THE PROBLEM | This exercise needs the complete data reproduced exactly.

EXERCISE INPUT |
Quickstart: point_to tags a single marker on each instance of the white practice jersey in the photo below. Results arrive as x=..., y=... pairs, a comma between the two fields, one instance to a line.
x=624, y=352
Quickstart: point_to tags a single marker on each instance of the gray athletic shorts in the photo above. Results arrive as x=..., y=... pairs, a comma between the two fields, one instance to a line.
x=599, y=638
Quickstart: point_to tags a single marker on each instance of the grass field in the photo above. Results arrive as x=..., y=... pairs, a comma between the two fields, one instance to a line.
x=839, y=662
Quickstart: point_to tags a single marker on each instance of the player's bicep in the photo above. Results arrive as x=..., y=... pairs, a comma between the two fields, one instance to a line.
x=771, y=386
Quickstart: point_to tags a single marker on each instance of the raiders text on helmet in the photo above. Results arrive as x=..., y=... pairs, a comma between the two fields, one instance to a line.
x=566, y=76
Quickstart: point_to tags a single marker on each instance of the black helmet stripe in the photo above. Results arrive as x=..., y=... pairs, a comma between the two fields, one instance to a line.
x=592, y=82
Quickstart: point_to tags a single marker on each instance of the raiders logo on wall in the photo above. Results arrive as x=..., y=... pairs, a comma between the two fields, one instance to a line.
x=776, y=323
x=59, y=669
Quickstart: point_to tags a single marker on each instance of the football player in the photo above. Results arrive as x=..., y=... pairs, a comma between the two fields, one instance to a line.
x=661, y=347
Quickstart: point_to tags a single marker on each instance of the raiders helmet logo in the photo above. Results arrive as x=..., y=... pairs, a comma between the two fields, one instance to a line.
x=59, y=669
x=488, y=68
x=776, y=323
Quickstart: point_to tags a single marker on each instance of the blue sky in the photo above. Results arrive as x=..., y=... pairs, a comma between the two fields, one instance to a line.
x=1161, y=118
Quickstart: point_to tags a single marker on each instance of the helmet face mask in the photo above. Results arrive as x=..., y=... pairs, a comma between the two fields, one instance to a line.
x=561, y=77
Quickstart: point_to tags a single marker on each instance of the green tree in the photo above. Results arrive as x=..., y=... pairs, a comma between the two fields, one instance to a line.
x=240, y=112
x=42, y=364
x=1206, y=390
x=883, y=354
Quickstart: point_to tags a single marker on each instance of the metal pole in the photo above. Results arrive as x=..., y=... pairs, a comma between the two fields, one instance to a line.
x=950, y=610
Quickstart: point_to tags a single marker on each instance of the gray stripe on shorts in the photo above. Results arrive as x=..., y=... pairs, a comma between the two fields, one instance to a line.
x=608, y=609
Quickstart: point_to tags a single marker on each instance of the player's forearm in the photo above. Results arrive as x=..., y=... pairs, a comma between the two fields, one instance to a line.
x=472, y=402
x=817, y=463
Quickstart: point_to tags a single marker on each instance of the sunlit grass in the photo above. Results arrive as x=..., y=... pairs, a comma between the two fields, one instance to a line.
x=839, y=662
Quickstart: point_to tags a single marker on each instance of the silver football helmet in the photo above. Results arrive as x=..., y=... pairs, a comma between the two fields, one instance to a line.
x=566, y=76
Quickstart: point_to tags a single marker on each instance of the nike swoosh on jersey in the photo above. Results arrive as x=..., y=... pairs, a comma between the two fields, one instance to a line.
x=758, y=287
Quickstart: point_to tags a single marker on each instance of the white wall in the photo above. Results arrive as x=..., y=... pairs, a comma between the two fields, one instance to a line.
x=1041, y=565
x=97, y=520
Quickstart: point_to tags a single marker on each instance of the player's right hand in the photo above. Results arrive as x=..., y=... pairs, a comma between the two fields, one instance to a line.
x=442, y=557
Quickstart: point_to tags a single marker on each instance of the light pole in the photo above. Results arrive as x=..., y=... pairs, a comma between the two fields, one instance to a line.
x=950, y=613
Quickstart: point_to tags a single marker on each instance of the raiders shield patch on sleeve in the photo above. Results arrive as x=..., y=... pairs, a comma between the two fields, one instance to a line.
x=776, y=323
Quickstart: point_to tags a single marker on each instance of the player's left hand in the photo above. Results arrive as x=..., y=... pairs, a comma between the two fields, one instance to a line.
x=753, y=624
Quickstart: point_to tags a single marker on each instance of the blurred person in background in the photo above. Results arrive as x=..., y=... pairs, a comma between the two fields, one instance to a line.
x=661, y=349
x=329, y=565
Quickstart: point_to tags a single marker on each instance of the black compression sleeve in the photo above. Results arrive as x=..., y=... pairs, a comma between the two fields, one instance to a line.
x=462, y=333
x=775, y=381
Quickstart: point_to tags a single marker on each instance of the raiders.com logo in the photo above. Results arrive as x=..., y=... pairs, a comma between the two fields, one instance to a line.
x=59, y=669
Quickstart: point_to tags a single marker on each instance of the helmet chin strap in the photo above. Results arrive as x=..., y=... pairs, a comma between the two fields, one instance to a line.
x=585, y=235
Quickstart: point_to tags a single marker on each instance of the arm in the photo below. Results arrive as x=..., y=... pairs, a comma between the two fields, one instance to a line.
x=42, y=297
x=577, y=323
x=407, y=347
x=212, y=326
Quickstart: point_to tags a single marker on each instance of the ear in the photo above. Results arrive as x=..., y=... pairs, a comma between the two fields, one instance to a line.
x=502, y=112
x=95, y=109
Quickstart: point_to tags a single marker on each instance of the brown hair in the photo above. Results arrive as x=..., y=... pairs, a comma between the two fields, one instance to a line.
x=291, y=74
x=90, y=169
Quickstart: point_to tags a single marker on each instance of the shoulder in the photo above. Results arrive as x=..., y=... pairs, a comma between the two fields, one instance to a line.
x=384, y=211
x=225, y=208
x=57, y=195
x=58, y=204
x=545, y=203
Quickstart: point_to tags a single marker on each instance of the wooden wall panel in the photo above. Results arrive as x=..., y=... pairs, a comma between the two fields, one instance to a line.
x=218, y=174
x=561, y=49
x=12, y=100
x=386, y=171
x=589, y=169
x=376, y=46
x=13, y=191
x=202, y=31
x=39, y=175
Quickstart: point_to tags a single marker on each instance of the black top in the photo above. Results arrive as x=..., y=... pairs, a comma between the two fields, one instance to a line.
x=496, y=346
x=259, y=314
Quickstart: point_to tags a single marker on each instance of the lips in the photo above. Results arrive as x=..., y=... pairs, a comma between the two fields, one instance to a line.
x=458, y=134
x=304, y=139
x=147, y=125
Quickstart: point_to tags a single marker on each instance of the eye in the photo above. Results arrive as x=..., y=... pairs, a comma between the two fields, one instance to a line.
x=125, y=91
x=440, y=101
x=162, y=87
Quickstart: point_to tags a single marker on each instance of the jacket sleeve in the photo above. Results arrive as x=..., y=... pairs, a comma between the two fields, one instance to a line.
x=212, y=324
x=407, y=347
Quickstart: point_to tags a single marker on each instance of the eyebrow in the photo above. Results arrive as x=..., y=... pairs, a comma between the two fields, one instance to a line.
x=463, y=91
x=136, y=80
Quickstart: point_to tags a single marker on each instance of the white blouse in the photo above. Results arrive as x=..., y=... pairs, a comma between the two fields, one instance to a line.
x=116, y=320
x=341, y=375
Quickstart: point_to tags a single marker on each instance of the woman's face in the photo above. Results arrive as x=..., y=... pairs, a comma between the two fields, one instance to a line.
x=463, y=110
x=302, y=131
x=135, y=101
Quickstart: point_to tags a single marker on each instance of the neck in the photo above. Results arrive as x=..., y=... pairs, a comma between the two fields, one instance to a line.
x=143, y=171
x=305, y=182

WRITTEN ANSWER |
Quickstart: point_to tags a single marker on each instance of the white practice jersey in the photo below. Results arrive as x=..., y=... pairs, a comma between the two fields, one instance to a line.
x=624, y=352
Quickstart: point_to tags a single marker on each instance of the gray athletic shorts in the photo above. Results arrive as x=..., y=... pairs, a comma between the two fields, one instance to a line.
x=599, y=638
Quickstart: point_to tags a single marker on each instance of the grass field in the photo above. Results arrive as x=..., y=... pairs, a comma between the two fields, one instance to a line.
x=839, y=662
Quickstart: point_to tags a single marker on each instance of the player's bicep in the photo above. Results arrive as x=..., y=... pairs, a comma between the two fields, one instance to a line.
x=771, y=386
Quickstart: point_to tags a single marker on each instance of the raiders text on helmet in the photo above. Results arrive as x=..., y=... pairs, a comma between the two fields, one instance to a line.
x=566, y=76
Quickstart: point_to tags a single marker on each instance of the black helmet stripe in the photo above. Results arrive as x=..., y=... pairs, a comma between the two fields, one instance to a line.
x=592, y=82
Quickstart: point_to tags a single marker on each instance of the raiders logo on wall in the photo above. Results arrive as x=..., y=... pairs, a comma between the two fields, one instance to a line.
x=776, y=323
x=59, y=669
Quickstart: point_to tags a single marker on each instance of the football player in the photo above. Results arrive as x=..., y=... pairs, a comma between the two fields, one instance to a line.
x=661, y=347
Quickstart: point_to tags a single marker on each instance of the raiders helmet logo in the photo above. Results arrive as x=..., y=... pairs, a comma between the two fields, one instance to a line.
x=59, y=669
x=488, y=68
x=776, y=323
Quickstart: point_to tags a single marker on each instance of the blue sky in the photo above. Results arrive as x=..., y=... pairs, a comma between the two fields, one instance to a line.
x=1161, y=118
Quickstart: point_to tags a single marker on each instance of the helmet face mask in the photo above. Results arrive as x=..., y=... pairs, a comma between the two fields, one instance to a line.
x=561, y=77
Quickstart: point_to tags a single marker on each instance of the green tree in the photo above. Results arrive as x=..., y=... pairs, a comma between the two fields, one instance to a line.
x=240, y=112
x=42, y=364
x=1206, y=390
x=883, y=354
Quickstart: point_to tags a single marker on each instance of the metal pole in the photo above. Results arrive as x=..., y=... pairs, a comma between the two fields, one instance to a line.
x=950, y=610
Quickstart: point_to tags a single marker on each instance of the gray stripe on shorts in the photo above. Results arrive as x=..., y=... pairs, a comma between the two fields, one instance to a line.
x=608, y=609
Quickstart: point_to tags a single marker on each instance of the player's forearm in the photo above. Results arrive as x=..., y=... pairs, a comma between the two fields, one instance to a line.
x=472, y=402
x=817, y=463
Quickstart: point_to tags a single marker on each instance of the sunlit grass in the photo above. Results arrive as x=..., y=... pairs, a comma between the two fields, one instance to a line.
x=839, y=662
Quickstart: point_to tags a single marker on each instance of the silver football helmet in the photo above. Results arrive as x=..., y=... pairs, a comma between the two fields, one instance to a line.
x=566, y=76
Quickstart: point_to tags a single marker on each instance of the nike swoosh on jersey in the photo above. Results arrive as x=..., y=... pairs, a comma between the two fields, one instance to a line.
x=758, y=287
Quickstart: point_to tags a single marker on each instance of the white wall in the photo above. Results arrive as x=..., y=... pairs, a comma between the two fields, one instance to a line.
x=1041, y=565
x=97, y=520
Quickstart: point_to tags a single marker on each instance of the player's right hand in the photo above. Results arrive as x=..., y=... pairs, a comma between the two fields, one instance to a line.
x=442, y=557
Quickstart: point_to tags a single marker on each instance of the light pole in the photo above. Results arrive as x=..., y=... pairs, a comma between the two fields, one instance to a line.
x=950, y=613
Quickstart: point_to tags a single marker on each instance of the raiders shield patch on sleeve in the photo above. Results arrive as x=..., y=... pairs, a comma between the two fields, one instance to a line.
x=776, y=323
Quickstart: point_to tags a single marker on each instance of the player's left hand in the photo above. Results arrive as x=..., y=... pairs, a comma between the two fields, one instance to a line.
x=753, y=624
Quickstart: point_to tags a single marker on each instance of the blurred person in background in the photo above. Results arrive as x=..., y=... pairs, a comma between the two fields, one instance to a line.
x=661, y=349
x=329, y=565
Quickstart: point_to tags a single marker on each instance of the black compression sleeve in the photo above. Results arrive as x=..., y=... pairs, a comma between the two fields, one instance to a line.
x=462, y=333
x=775, y=381
Quickstart: point_to tags a single marker on each instance of the raiders.com logo in the photo above. Results arrive as x=..., y=... pairs, a comma between the two fields, one instance to a line.
x=59, y=669
Quickstart: point_to tags a single marker on each instance of the helmet chin strap in the photo above. Results arrive as x=..., y=... pairs, a comma between the two fields, one instance to a line.
x=585, y=235
Quickstart: point_to tags a single marker on each instance of the arm in the photo below. Results arrive as x=..., y=... pairs, a comma between the two fields, one instance to a line.
x=42, y=297
x=577, y=323
x=407, y=347
x=212, y=326
Quickstart: point_to tags a single marker on each instance of the ear in the photo above. Results arrive as x=..., y=... pairs, a comma between the two fields, one instance to a line.
x=502, y=112
x=95, y=109
Quickstart: point_to tags a single marker on each instance of the brown hair in the photo above. Results arrive as x=..., y=... pairs, a comma between the two fields, one instance to a line.
x=291, y=74
x=90, y=169
Quickstart: point_to tags a single marker on each instance of the shoulder in the photo above. Results arrive as x=..., y=... pairs, a comma between the two fields, one instance to a line.
x=384, y=211
x=225, y=208
x=57, y=195
x=58, y=204
x=545, y=203
Quickstart: point_to tags a single marker on each instance of the wooden wall panel in the photo above. Results arrive as x=..., y=... pairs, a comma between the two fields, one instance to a line.
x=218, y=174
x=561, y=49
x=12, y=100
x=386, y=171
x=589, y=169
x=376, y=46
x=13, y=191
x=202, y=31
x=39, y=175
Quickstart: point_to tags a single marker on each instance of the black top in the photo above. Results arrive as x=..., y=... pairs, a comma between the two fields, one instance to a line.
x=496, y=346
x=259, y=314
Quickstart: point_to tags a single marker on each instance of the lips in the photo above. Results arrive as x=..., y=... pairs, a comma between the two fields, one instance to a line.
x=458, y=134
x=304, y=139
x=147, y=125
Quickstart: point_to tags a single marker on each instance of the eye in the photo above. Results arrive as x=..., y=... pairs, a comma between the two fields, one instance to a line.
x=125, y=91
x=440, y=101
x=162, y=87
Quickstart: point_to tags a single marker on each instance of the jacket sleeve in the photo above. Results arrive as x=..., y=... pairs, a comma between the two fields, one instance to a line.
x=212, y=324
x=407, y=347
Quickstart: point_to tags a single marker on each instance of the eyebrow in the photo above. Results arrive as x=..., y=... pairs, a comma between the two fields, one instance to a line.
x=463, y=91
x=136, y=80
Quickstart: point_to tags a single marker on each instance of the white blouse in the photo above. Results arrive as x=..., y=... pairs, a comma between the two fields, one instance to a line.
x=116, y=320
x=341, y=375
Quickstart: point_to tags a single marker on each instance of the woman's face in the photo above. Results arrive as x=..., y=... pairs, a comma between the two fields, one instance to a line.
x=463, y=110
x=302, y=131
x=135, y=101
Quickstart: point_to tags a single marker on each instance of the neck in the photo above. Results arrive as x=..., y=... pairs, a comma between the two fields, one instance to a line.
x=143, y=171
x=305, y=182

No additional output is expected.